**Complete the following**
[a] Retype the wedding sermon word for word, everything from "And in the case" down to "is a catastrophe.".
[b] Continue the wedding sermon from its final sentence.

**Reading text**
══════
Do you have a wedding story? A story of something that went wrong at your wedding or the wedding of a friend? It seems as though there is always something that goes wrong at weddings. At my brother’s wedding, everything was perfect until the pastor told my brother he could kiss the bride, and those two who had never kissed in public had a kiss that squeaked so loud that everyone started laughing. As a pastor I could tell stories of cakes being destroyed the day of the wedding, or wedding licenses being forgotten, of the shortest wedding I ever led in the pouring rain on the 18th hole of a golf course. Something always goes wrong at weddings.
And in the case of the wedding in our gospel story, it is no different. Everything had been going to plan…it was a beautiful ceremony. Such a nice couple…a great party. But wait. There is no more wine! To run out of wine at a party now days would be a bummer, but we can run down to Happy Harry’s and solve that problem pretty quickly. But in the days of Jesus, weddings were week-long festivals. The week would be spent celebrating the new life of the married couple. Often the whole town was invited, and it took major planning to make the event run smoothly. To run out of wine was a huge deal...wine wasn’t just a nice beverage to have on hand, but it was a sign of the harvest, a sign of God’s abundance, a sign of joy and gladness and hospitality. So when they run out of wine, they run out of blessing. The wine has run out before the wedding is over and it is a catastrophe.
══════
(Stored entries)
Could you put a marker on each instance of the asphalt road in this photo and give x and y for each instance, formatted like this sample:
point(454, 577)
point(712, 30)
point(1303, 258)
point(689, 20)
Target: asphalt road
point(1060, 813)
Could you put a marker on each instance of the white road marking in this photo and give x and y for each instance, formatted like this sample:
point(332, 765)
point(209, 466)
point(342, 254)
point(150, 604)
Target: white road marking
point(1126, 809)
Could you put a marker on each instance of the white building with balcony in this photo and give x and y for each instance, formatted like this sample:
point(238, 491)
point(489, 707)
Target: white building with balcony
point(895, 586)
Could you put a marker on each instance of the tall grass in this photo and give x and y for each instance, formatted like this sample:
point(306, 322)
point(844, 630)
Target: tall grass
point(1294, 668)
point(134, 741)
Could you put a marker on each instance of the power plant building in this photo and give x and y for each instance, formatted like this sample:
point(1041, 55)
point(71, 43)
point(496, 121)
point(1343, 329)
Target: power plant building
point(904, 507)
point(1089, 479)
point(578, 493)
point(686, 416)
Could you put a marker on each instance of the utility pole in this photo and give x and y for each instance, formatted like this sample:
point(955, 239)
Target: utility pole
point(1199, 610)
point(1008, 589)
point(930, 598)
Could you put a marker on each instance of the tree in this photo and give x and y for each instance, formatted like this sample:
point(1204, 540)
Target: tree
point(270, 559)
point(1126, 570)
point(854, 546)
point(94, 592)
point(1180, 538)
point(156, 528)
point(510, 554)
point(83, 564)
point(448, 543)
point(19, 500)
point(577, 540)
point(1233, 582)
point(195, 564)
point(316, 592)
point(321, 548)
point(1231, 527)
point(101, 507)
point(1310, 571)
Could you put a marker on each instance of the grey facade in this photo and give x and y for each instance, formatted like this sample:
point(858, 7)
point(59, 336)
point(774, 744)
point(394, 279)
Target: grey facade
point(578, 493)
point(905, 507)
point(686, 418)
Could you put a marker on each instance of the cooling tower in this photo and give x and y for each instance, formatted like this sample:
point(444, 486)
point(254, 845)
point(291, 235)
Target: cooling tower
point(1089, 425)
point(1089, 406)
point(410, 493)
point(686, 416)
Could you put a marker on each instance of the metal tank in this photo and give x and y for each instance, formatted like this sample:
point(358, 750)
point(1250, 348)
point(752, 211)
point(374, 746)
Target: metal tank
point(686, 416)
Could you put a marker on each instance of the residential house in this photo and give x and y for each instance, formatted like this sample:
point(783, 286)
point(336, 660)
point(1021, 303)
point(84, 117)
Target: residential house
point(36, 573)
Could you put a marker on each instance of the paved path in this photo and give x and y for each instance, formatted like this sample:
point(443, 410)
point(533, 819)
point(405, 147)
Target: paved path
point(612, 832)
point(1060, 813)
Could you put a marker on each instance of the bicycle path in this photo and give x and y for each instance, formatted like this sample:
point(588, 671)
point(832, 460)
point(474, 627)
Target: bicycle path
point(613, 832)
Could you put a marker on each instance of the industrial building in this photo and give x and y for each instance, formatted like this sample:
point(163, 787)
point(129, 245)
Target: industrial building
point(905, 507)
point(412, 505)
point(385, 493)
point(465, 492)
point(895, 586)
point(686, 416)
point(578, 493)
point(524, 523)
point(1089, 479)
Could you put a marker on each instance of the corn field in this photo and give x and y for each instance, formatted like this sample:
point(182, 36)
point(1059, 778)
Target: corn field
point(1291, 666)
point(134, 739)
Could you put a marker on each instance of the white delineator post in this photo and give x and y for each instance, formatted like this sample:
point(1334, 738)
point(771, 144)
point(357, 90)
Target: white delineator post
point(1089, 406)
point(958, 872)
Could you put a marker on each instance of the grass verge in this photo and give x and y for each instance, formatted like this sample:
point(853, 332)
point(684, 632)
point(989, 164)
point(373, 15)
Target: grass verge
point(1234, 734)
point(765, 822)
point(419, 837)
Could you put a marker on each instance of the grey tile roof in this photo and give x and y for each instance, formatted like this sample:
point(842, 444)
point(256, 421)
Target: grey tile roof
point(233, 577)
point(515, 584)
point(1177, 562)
══════
**Expected results**
[a]
And in the case of the wedding in our gospel story, it is no different. Everything had been going to plan…it was a beautiful ceremony. Such a nice couple…a great party. But wait. There is no more wine! To run out of wine at a party now days would be a bummer, but we can run down to Happy Harry’s and solve that problem pretty quickly. But in the days of Jesus, weddings were week-long festivals. The week would be spent celebrating the new life of the married couple. Often the whole town was invited, and it took major planning to make the event run smoothly. To run out of wine was a huge deal...wine wasn’t just a nice beverage to have on hand, but it was a sign of the harvest, a sign of God’s abundance, a sign of joy and gladness and hospitality. So when they run out of wine, they run out of blessing. The wine has run out before the wedding is over and it is a catastrophe.

[b]
We know, after this week, what it feels like to run full force into catastrophe. We know, after this week what it feels like to feel like we have run out of blessing. For those of you not from the community, we have spent our week grieving the loss of 10 year old Mason who died in a snow mobile accident. It has been a hard week to deal with…a week filled with pain and questions and challenge. A week where many have wondered where God was at. If God was present, and where on earth God was when all this happened.
And yet…wait. Let’s look back at our gospel lesson. They have run out of blessing and run into this catastrophe, but the story doesn’t stop there.
The people are looking around, wondering how they are going to fix the problems they are facing. They are questioning each other on how they possibly could have planned so poorly that they have run out of wine on the 3rd day of the week-long ceremony. No one knows what to do…except Mary.
Mary the mother of Jesus, points out the problem to him. “They have no wine” she says, and Jesus answers her pretty harshly “woman, what concern is that to you and me? My hour has not yet come.” Most of us wouldn’t even fathom speaking like that to our mothers. But Mary doesn’t get upset. She doesn’t get angry. She just turns to the servants and says “do whatever he tells you.”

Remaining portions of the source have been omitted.